Supplied material
»»

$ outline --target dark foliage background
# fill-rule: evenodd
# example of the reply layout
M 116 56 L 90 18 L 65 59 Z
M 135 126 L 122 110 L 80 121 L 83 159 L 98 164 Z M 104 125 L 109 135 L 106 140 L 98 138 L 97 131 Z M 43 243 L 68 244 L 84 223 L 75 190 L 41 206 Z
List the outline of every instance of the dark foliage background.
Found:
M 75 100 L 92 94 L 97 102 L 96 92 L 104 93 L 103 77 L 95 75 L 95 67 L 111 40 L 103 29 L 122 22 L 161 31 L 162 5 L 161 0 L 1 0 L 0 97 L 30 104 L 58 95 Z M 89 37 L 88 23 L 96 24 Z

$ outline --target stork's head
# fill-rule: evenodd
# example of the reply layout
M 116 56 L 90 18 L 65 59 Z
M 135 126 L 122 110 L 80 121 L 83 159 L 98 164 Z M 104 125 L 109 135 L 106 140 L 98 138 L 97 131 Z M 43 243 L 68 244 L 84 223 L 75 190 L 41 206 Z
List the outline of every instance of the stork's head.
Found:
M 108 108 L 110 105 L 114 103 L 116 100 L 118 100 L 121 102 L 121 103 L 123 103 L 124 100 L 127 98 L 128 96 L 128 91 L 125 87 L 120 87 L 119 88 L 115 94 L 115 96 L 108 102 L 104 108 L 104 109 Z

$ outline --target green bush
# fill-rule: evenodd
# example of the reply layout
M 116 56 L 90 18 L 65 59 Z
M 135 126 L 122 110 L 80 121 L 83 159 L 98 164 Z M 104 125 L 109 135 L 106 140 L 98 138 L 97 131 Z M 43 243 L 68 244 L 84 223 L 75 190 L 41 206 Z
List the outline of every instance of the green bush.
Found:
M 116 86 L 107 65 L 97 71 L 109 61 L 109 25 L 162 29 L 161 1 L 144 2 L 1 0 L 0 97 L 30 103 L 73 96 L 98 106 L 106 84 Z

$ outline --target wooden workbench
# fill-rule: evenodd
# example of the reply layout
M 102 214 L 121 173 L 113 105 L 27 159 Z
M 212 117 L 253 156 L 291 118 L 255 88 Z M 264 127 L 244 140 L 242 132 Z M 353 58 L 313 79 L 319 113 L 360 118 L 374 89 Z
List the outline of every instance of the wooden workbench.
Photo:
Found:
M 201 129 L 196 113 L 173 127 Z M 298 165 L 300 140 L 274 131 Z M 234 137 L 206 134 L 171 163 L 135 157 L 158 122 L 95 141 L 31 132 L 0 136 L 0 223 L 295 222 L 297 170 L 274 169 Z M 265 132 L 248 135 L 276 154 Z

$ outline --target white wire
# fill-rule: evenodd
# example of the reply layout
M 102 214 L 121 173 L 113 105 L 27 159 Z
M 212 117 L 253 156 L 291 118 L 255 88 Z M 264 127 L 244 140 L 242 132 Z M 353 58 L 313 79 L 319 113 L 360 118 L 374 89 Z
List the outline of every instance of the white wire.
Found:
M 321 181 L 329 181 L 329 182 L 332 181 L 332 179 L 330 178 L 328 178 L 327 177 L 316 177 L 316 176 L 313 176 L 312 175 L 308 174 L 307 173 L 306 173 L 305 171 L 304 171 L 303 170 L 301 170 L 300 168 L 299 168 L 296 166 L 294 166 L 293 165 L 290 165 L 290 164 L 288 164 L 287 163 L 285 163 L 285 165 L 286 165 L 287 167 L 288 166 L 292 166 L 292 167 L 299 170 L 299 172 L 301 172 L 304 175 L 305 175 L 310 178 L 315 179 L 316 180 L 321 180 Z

««

Task brief
Copy out every line of the material above, from the first line to the last, without changing a single character.

Exercise output
$ outline --target dark foliage background
# fill-rule: evenodd
# example of the reply layout
M 116 56 L 90 18 L 65 59 Z
M 135 126 L 122 110 L 80 121 L 83 159 L 98 164 Z M 104 125 L 109 135 L 106 140 L 98 138 L 97 131 Z M 43 243 L 68 244 L 84 223 L 75 190 L 41 206 Z
List the outline of every instance of the dark foliage background.
Found:
M 75 100 L 92 94 L 97 102 L 96 92 L 104 93 L 103 77 L 95 75 L 95 67 L 111 40 L 103 29 L 122 22 L 161 31 L 162 5 L 161 0 L 1 0 L 0 97 L 30 104 L 58 95 Z M 89 37 L 88 23 L 96 24 Z

$ outline --target stork's head
# fill-rule: evenodd
# example of the reply layout
M 116 56 L 90 18 L 65 59 Z
M 135 126 L 122 110 L 80 121 L 83 159 L 98 164 Z M 104 125 L 109 135 L 106 140 L 98 138 L 97 131 Z M 43 243 L 68 244 L 84 223 L 75 190 L 41 206 Z
List the outline of every instance of the stork's head.
Found:
M 108 108 L 110 105 L 114 103 L 116 100 L 118 100 L 121 102 L 121 103 L 123 103 L 124 100 L 127 98 L 128 96 L 128 91 L 125 87 L 120 87 L 119 88 L 115 94 L 115 96 L 108 102 L 104 108 L 104 109 Z

$ outline --target green bush
# fill-rule: evenodd
# example of the reply layout
M 116 56 L 90 18 L 65 59 Z
M 135 126 L 122 110 L 80 121 L 83 159 L 98 164 Z M 104 125 L 109 135 L 106 140 L 98 138 L 97 131 Z M 43 243 L 68 244 L 84 223 L 75 190 L 41 206 Z
List the outline of every instance of the green bush.
Found:
M 116 86 L 107 65 L 97 71 L 109 61 L 109 25 L 162 29 L 161 1 L 144 2 L 1 0 L 0 97 L 30 103 L 73 96 L 98 106 L 106 84 Z

$ outline --target wooden workbench
# fill-rule: evenodd
# example of the reply layout
M 102 214 L 121 173 L 113 105 L 27 159 Z
M 212 117 L 253 156 L 291 118 L 255 88 Z M 264 127 L 244 140 L 242 132 Z M 353 58 L 313 79 L 319 113 L 360 118 L 374 89 Z
List the outline of every instance of the wooden workbench.
Photo:
Found:
M 201 129 L 196 113 L 173 127 Z M 298 165 L 300 140 L 274 131 Z M 234 137 L 206 134 L 171 163 L 135 157 L 158 122 L 95 141 L 31 132 L 0 136 L 0 223 L 295 222 L 297 170 L 274 169 Z M 265 132 L 248 135 L 276 154 Z

$ outline --target white wire
# fill-rule: evenodd
# example of the reply layout
M 102 214 L 121 173 L 113 105 L 27 159 Z
M 212 117 L 253 156 L 291 118 L 255 88 Z M 264 127 L 244 140 L 242 132 Z M 353 58 L 313 79 L 319 113 L 360 118 L 374 89 Z
List the outline of every instance of the white wire.
Found:
M 321 181 L 329 181 L 329 182 L 332 181 L 332 179 L 330 178 L 328 178 L 327 177 L 316 177 L 316 176 L 313 176 L 312 175 L 308 174 L 307 173 L 306 173 L 305 171 L 304 171 L 303 170 L 301 170 L 300 168 L 299 168 L 296 166 L 294 166 L 293 165 L 290 165 L 290 164 L 288 164 L 287 163 L 285 163 L 285 165 L 286 165 L 287 167 L 288 166 L 292 166 L 292 167 L 299 170 L 299 172 L 301 172 L 304 175 L 305 175 L 310 178 L 315 179 L 316 180 L 321 180 Z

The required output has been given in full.